◆ TASK TO COMPLETE
Rescale every coordinate in the answers to the rows below by a factor of 1.2 and round each result to a whole number, with halves rounding up. Write out all the rows in full with the requests included, and leave every number in the requests unchanged.

**** RECORDS SUPPLIED

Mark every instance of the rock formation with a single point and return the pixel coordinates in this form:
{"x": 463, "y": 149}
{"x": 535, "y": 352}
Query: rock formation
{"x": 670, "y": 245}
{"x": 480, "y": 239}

********

◆ ANSWER
Mark every instance of the rock formation with a single point and return the pixel coordinates in this form:
{"x": 463, "y": 149}
{"x": 535, "y": 352}
Query: rock formation
{"x": 804, "y": 294}
{"x": 576, "y": 287}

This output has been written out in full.